Set exercise: Extract the data exactly, missing nothing.

Entries provided:
◇ ◇ ◇ ◇ ◇ ◇ ◇
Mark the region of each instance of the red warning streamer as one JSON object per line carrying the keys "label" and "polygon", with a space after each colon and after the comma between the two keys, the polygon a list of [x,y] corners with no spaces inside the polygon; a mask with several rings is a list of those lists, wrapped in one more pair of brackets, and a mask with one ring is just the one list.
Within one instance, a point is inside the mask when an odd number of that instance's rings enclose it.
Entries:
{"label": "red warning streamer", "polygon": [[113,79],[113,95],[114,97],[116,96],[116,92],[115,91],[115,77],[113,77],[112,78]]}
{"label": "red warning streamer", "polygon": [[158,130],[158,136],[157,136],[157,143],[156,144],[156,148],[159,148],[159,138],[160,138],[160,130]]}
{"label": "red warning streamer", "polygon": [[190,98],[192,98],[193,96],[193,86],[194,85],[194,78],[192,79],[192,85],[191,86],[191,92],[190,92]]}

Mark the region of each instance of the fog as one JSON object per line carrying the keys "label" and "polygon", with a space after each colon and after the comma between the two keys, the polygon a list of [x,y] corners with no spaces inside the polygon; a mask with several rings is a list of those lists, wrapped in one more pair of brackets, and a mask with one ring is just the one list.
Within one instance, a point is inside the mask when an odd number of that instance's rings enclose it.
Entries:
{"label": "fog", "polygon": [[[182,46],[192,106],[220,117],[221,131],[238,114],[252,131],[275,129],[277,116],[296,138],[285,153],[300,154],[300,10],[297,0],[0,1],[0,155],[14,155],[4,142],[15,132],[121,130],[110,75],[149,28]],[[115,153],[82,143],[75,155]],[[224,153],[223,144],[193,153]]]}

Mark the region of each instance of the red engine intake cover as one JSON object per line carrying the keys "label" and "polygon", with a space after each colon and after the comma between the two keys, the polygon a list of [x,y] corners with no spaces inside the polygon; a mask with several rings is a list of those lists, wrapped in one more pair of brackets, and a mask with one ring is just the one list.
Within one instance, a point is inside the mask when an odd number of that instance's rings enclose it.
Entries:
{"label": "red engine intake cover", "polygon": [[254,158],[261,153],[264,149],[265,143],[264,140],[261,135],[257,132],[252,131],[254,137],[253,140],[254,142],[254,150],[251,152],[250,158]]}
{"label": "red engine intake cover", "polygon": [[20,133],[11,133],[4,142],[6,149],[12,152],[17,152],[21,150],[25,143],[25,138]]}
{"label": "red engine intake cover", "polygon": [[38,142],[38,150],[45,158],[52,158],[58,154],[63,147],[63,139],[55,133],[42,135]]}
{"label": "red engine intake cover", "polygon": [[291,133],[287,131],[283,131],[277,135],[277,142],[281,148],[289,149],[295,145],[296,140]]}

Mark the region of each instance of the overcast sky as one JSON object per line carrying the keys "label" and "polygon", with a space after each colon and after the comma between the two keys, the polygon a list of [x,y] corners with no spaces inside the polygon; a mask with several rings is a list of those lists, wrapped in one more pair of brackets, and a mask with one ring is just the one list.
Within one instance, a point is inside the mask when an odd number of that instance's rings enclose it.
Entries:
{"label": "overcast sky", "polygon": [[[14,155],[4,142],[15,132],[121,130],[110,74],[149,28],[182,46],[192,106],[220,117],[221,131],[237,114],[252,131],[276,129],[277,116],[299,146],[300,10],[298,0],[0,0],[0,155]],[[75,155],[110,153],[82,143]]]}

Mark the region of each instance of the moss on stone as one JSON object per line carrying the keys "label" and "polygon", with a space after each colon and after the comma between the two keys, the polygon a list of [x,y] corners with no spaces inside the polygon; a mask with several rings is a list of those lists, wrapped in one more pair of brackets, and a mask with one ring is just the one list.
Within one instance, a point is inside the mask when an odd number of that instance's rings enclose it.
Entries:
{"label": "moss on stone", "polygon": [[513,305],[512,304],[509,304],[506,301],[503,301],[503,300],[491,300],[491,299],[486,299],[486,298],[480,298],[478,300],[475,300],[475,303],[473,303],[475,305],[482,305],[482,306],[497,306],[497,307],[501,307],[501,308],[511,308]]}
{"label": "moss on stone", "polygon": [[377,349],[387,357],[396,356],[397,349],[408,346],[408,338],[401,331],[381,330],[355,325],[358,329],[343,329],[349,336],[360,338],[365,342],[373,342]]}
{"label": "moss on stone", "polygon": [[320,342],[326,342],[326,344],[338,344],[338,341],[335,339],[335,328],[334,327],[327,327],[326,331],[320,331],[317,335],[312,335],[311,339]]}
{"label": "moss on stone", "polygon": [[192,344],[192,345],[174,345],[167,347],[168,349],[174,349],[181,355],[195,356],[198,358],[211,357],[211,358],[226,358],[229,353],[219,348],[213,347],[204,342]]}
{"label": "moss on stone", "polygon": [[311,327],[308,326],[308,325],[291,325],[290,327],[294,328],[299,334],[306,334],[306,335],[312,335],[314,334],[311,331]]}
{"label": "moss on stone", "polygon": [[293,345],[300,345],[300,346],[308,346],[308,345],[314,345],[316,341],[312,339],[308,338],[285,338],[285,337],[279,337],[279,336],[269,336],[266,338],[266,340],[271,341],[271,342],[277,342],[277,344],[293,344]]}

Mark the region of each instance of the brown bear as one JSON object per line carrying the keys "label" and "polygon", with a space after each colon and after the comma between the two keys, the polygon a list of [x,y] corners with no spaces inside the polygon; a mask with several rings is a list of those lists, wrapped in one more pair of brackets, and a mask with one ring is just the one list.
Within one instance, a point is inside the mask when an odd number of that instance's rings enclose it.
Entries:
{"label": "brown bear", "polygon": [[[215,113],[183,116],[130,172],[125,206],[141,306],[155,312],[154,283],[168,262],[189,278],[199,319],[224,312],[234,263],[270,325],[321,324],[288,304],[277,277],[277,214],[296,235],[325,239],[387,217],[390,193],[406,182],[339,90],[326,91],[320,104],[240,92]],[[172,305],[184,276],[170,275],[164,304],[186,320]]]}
◇ ◇ ◇ ◇ ◇ ◇ ◇
Solution to the problem:
Mark the region of each instance of the red warning streamer as one JSON object per line carrying the keys "label" and "polygon", with a space after each colon and after the comma between the two keys, the polygon a list of [x,y] corners with no spaces inside the polygon; a mask with several rings is a list of those lists, wrapped in one more pair of brackets, and a mask with one ring is just the one list.
Within one instance, a point is inside the mask when an odd number of that instance's rings enclose it.
Entries:
{"label": "red warning streamer", "polygon": [[113,79],[113,95],[114,97],[116,96],[116,92],[115,91],[115,77],[113,77],[112,78]]}
{"label": "red warning streamer", "polygon": [[158,130],[158,136],[157,136],[157,143],[156,144],[156,148],[159,148],[159,138],[160,138],[160,130]]}
{"label": "red warning streamer", "polygon": [[190,98],[192,98],[193,96],[193,86],[194,85],[194,78],[192,79],[192,85],[191,86],[191,92],[190,92]]}

Mark the region of each instance of the fog as one JSON object per line carrying the keys "label" and "polygon", with a space after each colon and after the comma between the two keys, the polygon a list of [x,y] corners with no spaces inside the polygon; a mask with several rings is a list of those lists, wrapped in one more pair of brackets, and a mask with one ring is just the one list.
Within one instance, a point is inside the mask when an odd number of that instance's rings enclose it.
Entries:
{"label": "fog", "polygon": [[[182,46],[192,106],[220,117],[221,131],[238,114],[252,131],[275,129],[277,116],[296,138],[285,153],[300,154],[300,10],[297,0],[0,1],[0,155],[14,155],[4,142],[15,132],[121,130],[110,75],[149,28]],[[115,153],[82,143],[75,155]],[[224,153],[223,144],[193,153]]]}

Mark the region of each instance of the red engine intake cover as one JSON object per line carrying the keys "label" and "polygon", with a space after each colon and after the comma between the two keys, the polygon a list of [x,y] corners with no spaces inside the polygon; a mask with several rings is a list of those lists, wrapped in one more pair of brackets, and a mask with one ring is just the one list.
Within one instance, a point is inside the mask when an odd number of that instance's rings enclose it.
Entries:
{"label": "red engine intake cover", "polygon": [[254,158],[261,153],[264,149],[265,143],[264,140],[261,135],[257,132],[252,131],[254,137],[253,140],[254,142],[254,150],[251,152],[250,158]]}
{"label": "red engine intake cover", "polygon": [[20,133],[11,133],[4,142],[6,149],[12,152],[17,152],[21,150],[25,143],[25,138]]}
{"label": "red engine intake cover", "polygon": [[38,142],[38,150],[45,158],[52,158],[58,154],[63,147],[63,139],[55,133],[42,135]]}
{"label": "red engine intake cover", "polygon": [[291,133],[287,131],[283,131],[277,135],[277,142],[281,148],[289,149],[295,145],[296,140]]}

Mark the region of each instance of the overcast sky as one JSON object per line carrying the keys "label" and "polygon", with a space after each colon and after the comma between the two keys, the polygon a list of [x,y] corners with no spaces inside the polygon; a mask with several rings is a list of those lists, wrapped in one more pair of brackets, and a mask with one ring is just the one list.
Within one instance, a point is inside the mask when an odd number of that instance's rings enclose it.
Entries:
{"label": "overcast sky", "polygon": [[[14,155],[4,142],[15,132],[121,130],[110,74],[149,28],[182,46],[192,106],[220,117],[221,131],[237,114],[252,131],[276,129],[277,116],[299,146],[300,10],[298,0],[0,0],[0,155]],[[75,155],[110,153],[82,143]]]}

Mark the region of each instance of the moss on stone as one JSON object per line carrying the keys "label" and "polygon", with a space after each colon and after the comma between the two keys, the polygon a list of [x,y] corners with no spaces inside the polygon; a mask with several rings is a list of those lists, wrapped in one more pair of brackets, and a mask with one ring is just the one list.
Within one instance, a point is inside the mask when an odd number of that instance's rings enclose it.
Entries:
{"label": "moss on stone", "polygon": [[513,305],[512,304],[509,304],[506,301],[503,301],[503,300],[491,300],[491,299],[486,299],[486,298],[480,298],[478,300],[475,300],[475,303],[473,303],[475,305],[482,305],[482,306],[497,306],[497,307],[501,307],[501,308],[511,308]]}
{"label": "moss on stone", "polygon": [[377,349],[387,357],[396,356],[397,349],[408,346],[408,338],[401,331],[381,330],[355,325],[358,329],[343,329],[349,336],[360,338],[365,342],[373,342]]}
{"label": "moss on stone", "polygon": [[320,342],[326,342],[326,344],[338,344],[338,341],[335,339],[335,328],[334,327],[327,327],[326,331],[320,331],[317,335],[312,335],[311,339]]}
{"label": "moss on stone", "polygon": [[192,344],[192,345],[174,345],[167,347],[168,349],[174,349],[181,355],[195,356],[198,358],[211,357],[211,358],[226,358],[229,353],[219,348],[213,347],[204,342]]}
{"label": "moss on stone", "polygon": [[311,327],[308,326],[308,325],[291,325],[290,327],[294,328],[299,334],[306,334],[306,335],[312,335],[314,334],[311,331]]}
{"label": "moss on stone", "polygon": [[293,345],[300,345],[300,346],[308,346],[308,345],[314,345],[316,341],[312,339],[308,338],[285,338],[285,337],[279,337],[279,336],[269,336],[266,338],[266,340],[271,341],[271,342],[277,342],[277,344],[293,344]]}

Mark the region of each instance of the brown bear as one JSON object per line carrying the keys "label" and "polygon", with a space after each colon and after the comma between the two keys, the polygon a list of [x,y] corners with no spaces inside the polygon; a mask with several rings is a list of those lists, wrapped in one more pair of brackets, and a mask with one ring is just the one list.
Within one instance, a point is inside the mask when an odd number of that instance's rings enclose it.
Entries:
{"label": "brown bear", "polygon": [[[215,113],[183,116],[130,172],[125,206],[141,306],[155,312],[154,283],[168,262],[189,278],[199,319],[224,312],[234,263],[270,325],[321,324],[288,304],[277,277],[277,214],[296,235],[325,239],[387,217],[390,193],[406,182],[339,90],[326,91],[320,104],[240,92]],[[172,305],[184,276],[170,275],[164,304],[186,320]]]}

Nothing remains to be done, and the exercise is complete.